■ **TASK REQUIREMENTS**: Please restate the material below word for word, from the first line through the one that contains "pixel 647 131", inclusive.

■ **INPUT**:
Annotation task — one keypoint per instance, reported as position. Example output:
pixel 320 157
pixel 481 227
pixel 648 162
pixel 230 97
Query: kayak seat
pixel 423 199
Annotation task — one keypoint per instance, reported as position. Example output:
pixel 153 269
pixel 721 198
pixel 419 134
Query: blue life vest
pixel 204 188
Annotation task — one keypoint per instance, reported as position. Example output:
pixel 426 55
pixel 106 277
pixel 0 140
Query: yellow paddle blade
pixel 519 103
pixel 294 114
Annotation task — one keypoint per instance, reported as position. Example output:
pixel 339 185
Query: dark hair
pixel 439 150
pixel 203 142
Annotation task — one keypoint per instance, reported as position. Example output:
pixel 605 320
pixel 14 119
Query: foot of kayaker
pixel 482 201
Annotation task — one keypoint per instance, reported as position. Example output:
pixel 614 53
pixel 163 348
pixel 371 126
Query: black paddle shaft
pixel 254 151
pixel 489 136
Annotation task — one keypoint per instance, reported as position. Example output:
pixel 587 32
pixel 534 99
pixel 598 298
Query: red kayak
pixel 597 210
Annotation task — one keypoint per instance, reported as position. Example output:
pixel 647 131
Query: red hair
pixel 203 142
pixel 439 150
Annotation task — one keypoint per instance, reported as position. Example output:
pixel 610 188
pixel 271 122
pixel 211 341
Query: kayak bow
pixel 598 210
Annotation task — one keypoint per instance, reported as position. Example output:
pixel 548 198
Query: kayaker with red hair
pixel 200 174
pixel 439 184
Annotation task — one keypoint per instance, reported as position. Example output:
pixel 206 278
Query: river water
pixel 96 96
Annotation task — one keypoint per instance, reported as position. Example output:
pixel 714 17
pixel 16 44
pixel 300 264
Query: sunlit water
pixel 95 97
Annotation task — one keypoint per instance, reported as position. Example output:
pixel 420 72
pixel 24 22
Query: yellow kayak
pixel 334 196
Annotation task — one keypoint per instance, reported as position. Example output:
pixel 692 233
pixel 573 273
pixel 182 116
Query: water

■ **RESULT OF THE EXERCISE**:
Annotation task — one keypoint per instance, reported as position. Example output:
pixel 320 157
pixel 481 227
pixel 648 162
pixel 230 97
Query: kayak seat
pixel 423 199
Annotation task — one keypoint per instance, reported as position. Example output:
pixel 153 269
pixel 721 198
pixel 419 134
Query: blue life vest
pixel 204 188
Annotation task — one keypoint per instance, reported as position. Example output:
pixel 426 55
pixel 106 277
pixel 0 140
Query: yellow paddle blade
pixel 519 103
pixel 294 114
Annotation task — one keypoint per instance, reported as position. Example output:
pixel 339 185
Query: dark hair
pixel 439 150
pixel 203 142
Annotation task — one keypoint per instance, reported as position. Example output:
pixel 605 320
pixel 14 119
Query: foot of kayaker
pixel 482 201
Annotation task — one keypoint per instance, reported as position. Example output:
pixel 614 53
pixel 163 348
pixel 371 126
Query: black paddle shaft
pixel 254 151
pixel 489 136
Annotation task — one keypoint per instance, reported as position. Example output:
pixel 587 32
pixel 534 99
pixel 598 298
Query: red kayak
pixel 597 210
Annotation task — one keypoint per instance, reported as position. Example output:
pixel 647 131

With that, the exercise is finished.